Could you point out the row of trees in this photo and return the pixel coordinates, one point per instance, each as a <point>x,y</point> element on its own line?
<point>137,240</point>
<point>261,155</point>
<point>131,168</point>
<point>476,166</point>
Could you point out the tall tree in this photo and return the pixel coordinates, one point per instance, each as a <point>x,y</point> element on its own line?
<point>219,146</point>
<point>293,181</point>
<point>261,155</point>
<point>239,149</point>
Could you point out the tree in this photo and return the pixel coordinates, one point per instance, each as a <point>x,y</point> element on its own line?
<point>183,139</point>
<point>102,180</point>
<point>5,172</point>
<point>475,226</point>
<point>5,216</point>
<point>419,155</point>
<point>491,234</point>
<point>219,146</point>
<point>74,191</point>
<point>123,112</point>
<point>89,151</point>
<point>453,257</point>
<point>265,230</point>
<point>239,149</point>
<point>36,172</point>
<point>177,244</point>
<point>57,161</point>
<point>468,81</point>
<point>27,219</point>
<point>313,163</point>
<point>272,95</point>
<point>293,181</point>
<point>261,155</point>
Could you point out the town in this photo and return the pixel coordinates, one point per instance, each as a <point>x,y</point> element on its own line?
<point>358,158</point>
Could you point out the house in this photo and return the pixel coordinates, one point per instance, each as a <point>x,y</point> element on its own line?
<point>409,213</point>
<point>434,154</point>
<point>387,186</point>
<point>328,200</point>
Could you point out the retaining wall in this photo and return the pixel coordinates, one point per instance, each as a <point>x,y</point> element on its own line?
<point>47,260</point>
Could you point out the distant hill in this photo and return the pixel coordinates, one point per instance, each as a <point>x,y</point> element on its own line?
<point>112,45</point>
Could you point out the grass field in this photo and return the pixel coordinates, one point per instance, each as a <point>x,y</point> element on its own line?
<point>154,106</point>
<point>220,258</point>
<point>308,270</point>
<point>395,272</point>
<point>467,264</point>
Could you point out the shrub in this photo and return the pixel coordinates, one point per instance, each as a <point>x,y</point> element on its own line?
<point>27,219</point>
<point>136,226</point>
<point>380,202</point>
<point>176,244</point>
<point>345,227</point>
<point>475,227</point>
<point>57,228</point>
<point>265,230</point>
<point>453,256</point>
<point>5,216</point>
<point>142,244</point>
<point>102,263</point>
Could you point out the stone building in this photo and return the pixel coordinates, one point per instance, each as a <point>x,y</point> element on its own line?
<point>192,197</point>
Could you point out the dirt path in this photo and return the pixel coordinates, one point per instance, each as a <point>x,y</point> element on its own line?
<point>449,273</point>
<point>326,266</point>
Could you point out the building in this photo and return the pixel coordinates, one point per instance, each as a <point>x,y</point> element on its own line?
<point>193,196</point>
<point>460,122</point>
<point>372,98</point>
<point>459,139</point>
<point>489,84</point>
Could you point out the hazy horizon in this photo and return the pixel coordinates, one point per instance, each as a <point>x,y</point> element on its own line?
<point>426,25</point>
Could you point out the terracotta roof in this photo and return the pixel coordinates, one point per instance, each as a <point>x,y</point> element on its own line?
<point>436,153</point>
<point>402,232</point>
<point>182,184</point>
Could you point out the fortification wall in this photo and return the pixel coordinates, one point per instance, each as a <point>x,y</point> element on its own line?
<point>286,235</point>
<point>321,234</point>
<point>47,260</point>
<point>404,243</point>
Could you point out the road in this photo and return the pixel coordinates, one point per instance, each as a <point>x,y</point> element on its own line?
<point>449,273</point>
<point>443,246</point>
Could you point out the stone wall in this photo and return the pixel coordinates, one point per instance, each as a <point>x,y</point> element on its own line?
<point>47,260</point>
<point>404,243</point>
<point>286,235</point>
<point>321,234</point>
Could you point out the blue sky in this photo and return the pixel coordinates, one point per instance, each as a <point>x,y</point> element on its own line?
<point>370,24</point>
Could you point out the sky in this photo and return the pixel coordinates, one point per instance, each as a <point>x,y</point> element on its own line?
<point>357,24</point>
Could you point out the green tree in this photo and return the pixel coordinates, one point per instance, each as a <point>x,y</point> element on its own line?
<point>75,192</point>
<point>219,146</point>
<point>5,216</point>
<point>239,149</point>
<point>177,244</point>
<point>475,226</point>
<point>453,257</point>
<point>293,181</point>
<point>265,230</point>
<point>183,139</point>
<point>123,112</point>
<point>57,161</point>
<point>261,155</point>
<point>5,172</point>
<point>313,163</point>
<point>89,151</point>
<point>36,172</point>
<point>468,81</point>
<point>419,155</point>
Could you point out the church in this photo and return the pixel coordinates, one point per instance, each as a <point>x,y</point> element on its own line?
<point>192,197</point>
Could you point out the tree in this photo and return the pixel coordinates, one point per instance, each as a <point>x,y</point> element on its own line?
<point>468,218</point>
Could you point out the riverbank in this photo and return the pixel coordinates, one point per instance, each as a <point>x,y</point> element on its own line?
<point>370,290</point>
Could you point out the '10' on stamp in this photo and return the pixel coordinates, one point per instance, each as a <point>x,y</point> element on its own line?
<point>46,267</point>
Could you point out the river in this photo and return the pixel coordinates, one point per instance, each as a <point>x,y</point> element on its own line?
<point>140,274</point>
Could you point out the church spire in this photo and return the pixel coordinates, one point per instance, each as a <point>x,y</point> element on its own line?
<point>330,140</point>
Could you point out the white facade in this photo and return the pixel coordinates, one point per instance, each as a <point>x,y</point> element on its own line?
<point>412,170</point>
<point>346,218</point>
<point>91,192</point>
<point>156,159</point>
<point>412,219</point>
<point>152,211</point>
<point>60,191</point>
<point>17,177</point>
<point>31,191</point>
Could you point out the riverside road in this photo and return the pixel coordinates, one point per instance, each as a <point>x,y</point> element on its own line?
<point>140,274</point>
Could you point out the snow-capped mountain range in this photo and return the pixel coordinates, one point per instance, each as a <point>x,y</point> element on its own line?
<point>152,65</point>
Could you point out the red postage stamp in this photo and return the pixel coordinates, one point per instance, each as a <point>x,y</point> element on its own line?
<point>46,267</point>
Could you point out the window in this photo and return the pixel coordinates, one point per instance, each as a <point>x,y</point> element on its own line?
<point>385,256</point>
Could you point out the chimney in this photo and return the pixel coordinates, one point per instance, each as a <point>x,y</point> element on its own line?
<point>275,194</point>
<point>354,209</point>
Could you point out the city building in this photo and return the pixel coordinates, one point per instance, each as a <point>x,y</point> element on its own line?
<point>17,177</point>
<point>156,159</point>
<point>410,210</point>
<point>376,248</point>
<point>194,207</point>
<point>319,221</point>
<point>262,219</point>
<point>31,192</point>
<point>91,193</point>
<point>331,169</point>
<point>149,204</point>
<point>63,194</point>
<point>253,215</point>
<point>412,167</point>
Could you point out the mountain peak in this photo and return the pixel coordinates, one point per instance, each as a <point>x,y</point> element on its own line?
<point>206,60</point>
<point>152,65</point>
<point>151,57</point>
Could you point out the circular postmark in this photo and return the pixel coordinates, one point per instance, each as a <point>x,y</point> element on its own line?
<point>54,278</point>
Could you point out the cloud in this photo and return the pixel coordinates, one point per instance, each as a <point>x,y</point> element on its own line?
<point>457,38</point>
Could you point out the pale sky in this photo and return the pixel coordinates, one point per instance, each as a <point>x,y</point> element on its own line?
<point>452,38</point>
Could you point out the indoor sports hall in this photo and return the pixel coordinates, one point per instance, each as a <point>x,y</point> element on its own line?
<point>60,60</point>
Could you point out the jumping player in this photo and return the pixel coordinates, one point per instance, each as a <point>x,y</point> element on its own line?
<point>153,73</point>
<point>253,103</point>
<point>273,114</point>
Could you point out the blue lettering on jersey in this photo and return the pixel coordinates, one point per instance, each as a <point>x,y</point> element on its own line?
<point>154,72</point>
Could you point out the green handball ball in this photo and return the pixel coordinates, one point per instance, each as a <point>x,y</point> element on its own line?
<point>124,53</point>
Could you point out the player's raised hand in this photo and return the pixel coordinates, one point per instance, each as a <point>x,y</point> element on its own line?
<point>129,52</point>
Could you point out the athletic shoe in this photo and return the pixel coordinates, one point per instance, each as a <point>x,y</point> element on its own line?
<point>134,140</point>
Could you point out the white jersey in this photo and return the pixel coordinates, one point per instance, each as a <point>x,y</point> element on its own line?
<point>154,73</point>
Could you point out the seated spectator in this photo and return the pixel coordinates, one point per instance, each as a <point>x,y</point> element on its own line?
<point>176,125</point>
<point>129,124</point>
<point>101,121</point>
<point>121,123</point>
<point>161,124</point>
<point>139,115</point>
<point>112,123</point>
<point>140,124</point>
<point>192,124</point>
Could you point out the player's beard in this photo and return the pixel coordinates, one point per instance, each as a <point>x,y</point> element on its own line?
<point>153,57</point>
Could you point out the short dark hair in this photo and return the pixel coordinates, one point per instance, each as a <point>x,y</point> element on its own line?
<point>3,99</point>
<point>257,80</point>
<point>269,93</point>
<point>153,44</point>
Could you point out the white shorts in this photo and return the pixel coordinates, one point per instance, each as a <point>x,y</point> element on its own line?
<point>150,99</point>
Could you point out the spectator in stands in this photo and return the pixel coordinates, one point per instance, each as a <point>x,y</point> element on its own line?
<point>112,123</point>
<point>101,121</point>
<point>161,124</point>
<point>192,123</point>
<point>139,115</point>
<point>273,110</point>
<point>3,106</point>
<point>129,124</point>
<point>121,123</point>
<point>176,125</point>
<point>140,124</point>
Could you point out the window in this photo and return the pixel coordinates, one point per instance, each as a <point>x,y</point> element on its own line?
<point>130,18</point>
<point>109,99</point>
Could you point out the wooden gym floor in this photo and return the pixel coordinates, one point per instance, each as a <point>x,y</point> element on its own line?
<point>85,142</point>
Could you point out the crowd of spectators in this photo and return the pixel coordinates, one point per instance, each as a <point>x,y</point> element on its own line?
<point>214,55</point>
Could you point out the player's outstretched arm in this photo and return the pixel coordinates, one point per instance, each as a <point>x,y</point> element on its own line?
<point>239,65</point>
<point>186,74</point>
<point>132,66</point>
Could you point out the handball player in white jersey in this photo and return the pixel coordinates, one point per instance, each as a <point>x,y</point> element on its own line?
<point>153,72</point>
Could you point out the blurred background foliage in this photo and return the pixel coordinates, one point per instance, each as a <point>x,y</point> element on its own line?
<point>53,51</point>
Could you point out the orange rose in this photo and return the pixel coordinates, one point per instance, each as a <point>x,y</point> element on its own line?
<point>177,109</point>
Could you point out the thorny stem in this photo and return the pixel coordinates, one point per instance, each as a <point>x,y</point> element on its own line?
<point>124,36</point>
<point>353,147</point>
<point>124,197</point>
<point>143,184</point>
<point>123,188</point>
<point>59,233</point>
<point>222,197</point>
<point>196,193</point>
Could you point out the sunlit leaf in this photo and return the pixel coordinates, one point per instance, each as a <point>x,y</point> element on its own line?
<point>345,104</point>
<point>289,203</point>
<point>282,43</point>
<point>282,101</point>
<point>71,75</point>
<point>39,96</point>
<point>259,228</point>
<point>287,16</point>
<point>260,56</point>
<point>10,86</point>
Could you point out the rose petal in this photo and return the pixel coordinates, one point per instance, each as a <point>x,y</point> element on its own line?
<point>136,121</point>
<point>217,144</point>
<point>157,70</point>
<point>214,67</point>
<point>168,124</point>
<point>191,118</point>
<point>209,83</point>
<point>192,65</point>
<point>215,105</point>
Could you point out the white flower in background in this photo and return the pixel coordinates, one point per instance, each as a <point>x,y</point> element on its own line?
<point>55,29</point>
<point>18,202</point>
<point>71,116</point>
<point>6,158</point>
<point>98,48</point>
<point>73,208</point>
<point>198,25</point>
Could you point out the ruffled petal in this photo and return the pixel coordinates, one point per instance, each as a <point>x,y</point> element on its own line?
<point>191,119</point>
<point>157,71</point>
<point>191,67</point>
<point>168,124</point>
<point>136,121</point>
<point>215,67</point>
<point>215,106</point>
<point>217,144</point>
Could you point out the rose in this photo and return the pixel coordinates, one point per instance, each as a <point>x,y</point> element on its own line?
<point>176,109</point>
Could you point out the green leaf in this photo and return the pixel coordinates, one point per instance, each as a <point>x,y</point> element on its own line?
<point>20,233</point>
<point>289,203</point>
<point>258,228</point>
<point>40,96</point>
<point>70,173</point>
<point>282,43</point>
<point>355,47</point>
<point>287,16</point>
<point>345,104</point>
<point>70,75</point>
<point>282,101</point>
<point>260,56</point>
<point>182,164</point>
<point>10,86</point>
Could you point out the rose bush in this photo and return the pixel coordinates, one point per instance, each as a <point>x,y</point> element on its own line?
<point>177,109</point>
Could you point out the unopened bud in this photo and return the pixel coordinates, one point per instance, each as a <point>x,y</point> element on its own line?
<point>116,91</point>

..........

— WORK TO COMPLETE —
Reproduce the lines from the one containing "Could you point out the rose in" to the end of the entries, keeping both ends and adding nothing.

— THE RESULT —
Could you point out the rose in this photo and return the pixel coordinates, one point per instance, each as a <point>x,y</point> element on its own line?
<point>176,109</point>
Could you point out the green leaf in this photo and return the pixel coordinates, one point per instance, each as a <point>x,y</point> element on its own line?
<point>20,233</point>
<point>289,203</point>
<point>258,228</point>
<point>40,96</point>
<point>70,173</point>
<point>282,43</point>
<point>355,47</point>
<point>287,16</point>
<point>345,104</point>
<point>70,75</point>
<point>282,101</point>
<point>260,56</point>
<point>182,164</point>
<point>10,86</point>
Could you point out the rose bush in this photo and return the pixel coordinates, one point per instance, each as a <point>x,y</point> element on its own line?
<point>177,109</point>
Could you point out the unopened bud in this photo and return the pixel coordinates, one point per instance, each as a <point>x,y</point> element on its own line?
<point>116,91</point>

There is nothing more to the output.